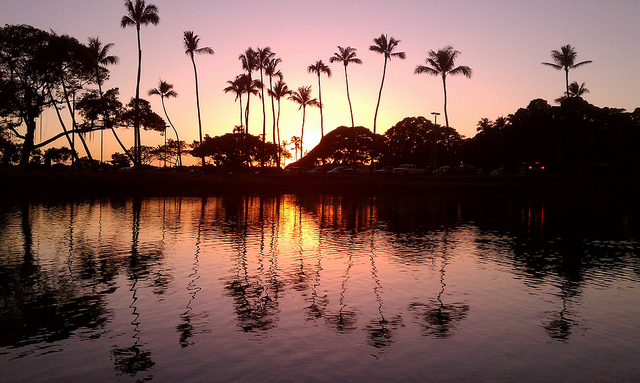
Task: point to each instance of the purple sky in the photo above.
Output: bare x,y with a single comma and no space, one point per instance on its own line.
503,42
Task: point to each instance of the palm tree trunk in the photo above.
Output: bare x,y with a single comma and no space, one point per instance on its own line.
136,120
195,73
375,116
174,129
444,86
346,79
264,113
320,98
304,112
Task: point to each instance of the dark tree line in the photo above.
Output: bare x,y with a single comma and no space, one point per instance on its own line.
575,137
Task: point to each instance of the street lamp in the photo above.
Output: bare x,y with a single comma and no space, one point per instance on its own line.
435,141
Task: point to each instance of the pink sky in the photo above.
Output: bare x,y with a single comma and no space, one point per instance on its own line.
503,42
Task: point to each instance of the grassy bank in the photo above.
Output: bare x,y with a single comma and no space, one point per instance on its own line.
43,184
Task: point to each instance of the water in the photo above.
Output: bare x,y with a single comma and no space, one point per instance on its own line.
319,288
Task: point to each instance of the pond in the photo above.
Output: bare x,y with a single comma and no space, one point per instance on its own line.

**What to work on**
Search the entries for the word "Task", then gather every line that has it.

**Result for this exercise**
Task: point to each instance of the purple sky in the photo above.
Task: point to each instance of the palm tree trunk in the photo above.
Task: point to each instance of the dark tree line in the photo above.
Task: point to each instance of the street lamp in the photo above.
Task: point to each instance of the pink sky in the photo above.
Task: point to each instance of the grassy bank in the photo above.
Task: point to each instance of the water in the photo above.
Task: point to each instance of the pond in the photo above.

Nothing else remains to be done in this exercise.